WORKING DATA:
────────────────────

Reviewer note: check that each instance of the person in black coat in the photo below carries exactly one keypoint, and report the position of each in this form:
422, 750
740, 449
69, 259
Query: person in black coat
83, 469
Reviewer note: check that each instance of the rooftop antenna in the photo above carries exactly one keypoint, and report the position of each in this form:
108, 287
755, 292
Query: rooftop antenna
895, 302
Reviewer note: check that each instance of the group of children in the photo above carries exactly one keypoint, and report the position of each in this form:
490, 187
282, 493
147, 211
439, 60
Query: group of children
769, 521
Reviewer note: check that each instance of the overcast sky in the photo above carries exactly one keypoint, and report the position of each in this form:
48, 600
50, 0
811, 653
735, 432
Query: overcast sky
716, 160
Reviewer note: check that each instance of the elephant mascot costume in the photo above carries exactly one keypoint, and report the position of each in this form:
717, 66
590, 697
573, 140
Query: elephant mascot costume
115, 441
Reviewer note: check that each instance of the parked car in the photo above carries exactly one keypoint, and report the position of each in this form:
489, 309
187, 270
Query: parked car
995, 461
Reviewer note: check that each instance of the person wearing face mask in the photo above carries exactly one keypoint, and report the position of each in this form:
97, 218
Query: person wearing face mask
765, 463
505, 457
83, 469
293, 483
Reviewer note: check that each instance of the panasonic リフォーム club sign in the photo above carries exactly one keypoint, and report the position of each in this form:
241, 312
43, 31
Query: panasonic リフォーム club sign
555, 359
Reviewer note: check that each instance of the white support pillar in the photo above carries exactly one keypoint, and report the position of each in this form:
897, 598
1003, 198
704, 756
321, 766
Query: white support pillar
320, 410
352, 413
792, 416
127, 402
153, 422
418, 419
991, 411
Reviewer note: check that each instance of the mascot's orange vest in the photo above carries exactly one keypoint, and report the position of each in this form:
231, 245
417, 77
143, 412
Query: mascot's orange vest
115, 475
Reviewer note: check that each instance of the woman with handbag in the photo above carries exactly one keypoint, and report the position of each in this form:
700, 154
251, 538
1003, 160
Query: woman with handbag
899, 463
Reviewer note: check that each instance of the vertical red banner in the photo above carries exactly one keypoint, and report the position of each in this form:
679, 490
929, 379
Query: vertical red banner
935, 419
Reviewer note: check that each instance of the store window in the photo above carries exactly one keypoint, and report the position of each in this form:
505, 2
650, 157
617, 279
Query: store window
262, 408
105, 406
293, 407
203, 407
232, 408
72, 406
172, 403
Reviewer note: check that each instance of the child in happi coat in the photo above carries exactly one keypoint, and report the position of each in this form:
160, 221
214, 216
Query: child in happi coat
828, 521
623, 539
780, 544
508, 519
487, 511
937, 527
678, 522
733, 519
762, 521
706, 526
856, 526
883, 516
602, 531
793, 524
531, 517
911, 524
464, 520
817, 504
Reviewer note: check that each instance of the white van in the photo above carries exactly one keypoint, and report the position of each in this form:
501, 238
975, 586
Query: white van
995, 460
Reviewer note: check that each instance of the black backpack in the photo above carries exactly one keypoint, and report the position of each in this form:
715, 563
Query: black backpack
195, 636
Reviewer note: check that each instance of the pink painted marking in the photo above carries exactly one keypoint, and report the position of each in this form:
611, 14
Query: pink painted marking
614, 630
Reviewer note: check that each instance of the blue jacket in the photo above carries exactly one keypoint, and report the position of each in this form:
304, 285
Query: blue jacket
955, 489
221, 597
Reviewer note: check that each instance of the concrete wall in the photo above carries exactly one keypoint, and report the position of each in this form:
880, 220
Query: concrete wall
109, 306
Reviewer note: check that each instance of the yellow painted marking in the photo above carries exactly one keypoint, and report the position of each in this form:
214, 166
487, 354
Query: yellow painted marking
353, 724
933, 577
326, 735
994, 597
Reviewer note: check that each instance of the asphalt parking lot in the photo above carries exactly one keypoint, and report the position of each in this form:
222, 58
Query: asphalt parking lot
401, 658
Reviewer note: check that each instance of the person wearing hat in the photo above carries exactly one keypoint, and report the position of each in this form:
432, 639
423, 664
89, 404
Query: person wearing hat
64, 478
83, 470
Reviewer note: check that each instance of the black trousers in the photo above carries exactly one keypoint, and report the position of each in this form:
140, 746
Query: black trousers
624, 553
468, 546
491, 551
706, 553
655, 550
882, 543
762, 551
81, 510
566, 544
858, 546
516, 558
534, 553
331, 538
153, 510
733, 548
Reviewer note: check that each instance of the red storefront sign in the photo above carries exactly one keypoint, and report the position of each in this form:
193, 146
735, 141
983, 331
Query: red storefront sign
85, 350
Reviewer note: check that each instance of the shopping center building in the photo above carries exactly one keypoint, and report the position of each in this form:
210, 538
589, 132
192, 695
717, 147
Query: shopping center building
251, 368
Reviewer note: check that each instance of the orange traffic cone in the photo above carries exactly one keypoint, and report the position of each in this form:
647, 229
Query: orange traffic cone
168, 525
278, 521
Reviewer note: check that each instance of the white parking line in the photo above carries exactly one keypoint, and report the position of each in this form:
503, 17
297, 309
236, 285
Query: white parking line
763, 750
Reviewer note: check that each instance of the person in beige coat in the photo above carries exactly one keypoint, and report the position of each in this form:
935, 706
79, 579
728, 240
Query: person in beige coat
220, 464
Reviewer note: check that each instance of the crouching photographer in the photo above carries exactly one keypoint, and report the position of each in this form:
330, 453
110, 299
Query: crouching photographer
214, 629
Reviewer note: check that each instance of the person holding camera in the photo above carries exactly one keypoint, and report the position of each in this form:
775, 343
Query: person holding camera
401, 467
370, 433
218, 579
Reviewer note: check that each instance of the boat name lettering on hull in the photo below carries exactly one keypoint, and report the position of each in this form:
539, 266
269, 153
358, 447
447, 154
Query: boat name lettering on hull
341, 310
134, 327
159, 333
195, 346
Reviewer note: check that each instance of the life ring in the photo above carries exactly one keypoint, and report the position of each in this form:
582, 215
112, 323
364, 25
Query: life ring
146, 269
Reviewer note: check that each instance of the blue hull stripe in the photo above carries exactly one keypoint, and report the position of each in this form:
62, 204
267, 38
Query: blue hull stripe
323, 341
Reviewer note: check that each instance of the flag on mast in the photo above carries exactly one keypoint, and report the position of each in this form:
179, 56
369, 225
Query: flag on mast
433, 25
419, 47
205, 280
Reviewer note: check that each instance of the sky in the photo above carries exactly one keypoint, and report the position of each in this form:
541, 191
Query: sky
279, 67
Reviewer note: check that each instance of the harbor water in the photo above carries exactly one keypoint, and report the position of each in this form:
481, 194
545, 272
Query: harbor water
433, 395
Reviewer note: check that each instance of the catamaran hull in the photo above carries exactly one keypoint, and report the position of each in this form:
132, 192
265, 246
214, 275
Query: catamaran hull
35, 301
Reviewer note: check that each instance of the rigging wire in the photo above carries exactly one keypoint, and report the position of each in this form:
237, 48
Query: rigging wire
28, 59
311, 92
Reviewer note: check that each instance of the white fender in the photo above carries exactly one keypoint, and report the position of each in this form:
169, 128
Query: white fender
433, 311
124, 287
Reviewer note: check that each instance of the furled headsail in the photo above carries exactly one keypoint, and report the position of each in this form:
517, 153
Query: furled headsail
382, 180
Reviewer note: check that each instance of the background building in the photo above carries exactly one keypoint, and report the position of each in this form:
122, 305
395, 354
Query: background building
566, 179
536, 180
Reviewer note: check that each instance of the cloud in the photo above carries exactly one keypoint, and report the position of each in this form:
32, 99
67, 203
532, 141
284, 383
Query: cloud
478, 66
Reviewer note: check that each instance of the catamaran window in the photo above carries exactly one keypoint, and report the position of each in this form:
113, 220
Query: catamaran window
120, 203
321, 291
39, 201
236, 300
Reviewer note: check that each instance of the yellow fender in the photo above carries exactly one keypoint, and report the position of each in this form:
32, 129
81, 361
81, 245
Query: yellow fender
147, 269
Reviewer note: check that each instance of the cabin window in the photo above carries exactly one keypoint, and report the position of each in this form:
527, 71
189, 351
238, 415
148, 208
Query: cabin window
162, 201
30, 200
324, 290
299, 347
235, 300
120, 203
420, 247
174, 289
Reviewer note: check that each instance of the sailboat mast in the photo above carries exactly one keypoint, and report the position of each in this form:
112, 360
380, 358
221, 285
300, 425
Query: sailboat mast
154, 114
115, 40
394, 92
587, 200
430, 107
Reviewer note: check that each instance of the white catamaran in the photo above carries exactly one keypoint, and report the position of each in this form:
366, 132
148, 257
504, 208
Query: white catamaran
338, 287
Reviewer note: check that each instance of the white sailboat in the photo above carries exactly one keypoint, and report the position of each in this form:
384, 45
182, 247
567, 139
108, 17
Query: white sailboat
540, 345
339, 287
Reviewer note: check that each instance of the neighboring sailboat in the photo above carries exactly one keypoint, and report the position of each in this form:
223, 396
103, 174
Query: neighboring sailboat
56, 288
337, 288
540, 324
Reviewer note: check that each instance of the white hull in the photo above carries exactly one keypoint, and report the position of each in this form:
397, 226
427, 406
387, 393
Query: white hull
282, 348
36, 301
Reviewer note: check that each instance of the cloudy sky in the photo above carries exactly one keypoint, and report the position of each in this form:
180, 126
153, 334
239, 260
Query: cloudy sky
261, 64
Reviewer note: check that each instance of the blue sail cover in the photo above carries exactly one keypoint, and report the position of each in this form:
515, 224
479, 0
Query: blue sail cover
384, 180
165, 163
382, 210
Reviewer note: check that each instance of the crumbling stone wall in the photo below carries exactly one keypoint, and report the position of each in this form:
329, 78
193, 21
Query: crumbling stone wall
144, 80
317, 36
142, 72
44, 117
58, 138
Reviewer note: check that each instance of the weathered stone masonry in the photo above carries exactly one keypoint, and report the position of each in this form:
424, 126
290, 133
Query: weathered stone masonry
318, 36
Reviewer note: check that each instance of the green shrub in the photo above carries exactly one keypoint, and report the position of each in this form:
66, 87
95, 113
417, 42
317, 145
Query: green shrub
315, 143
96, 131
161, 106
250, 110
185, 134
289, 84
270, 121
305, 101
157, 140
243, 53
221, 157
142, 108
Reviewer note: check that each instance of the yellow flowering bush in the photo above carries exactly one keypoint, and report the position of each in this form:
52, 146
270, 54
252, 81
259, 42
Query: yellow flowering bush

────────────────────

STATED GOAL:
Every line from the line containing "Reviewer note: check that each instance of the green" to the last line of the material above must be repeated exactly, and no other line.

COMPLETED TASK:
Reviewer note: check that each instance of the green shrub in the photo above carries exactly one keypoint, and report the position of each in this form:
66, 87
95, 113
417, 42
317, 145
Query: green shrub
315, 143
96, 131
161, 106
250, 110
185, 134
289, 84
270, 121
305, 101
157, 140
243, 53
221, 157
142, 108
Reviewer note: check that each instance of the yellow flowering bush in the photo above carries exactly one keypoint, and report the position of each in this form:
52, 146
270, 54
252, 81
259, 42
Query: yellow flowering bush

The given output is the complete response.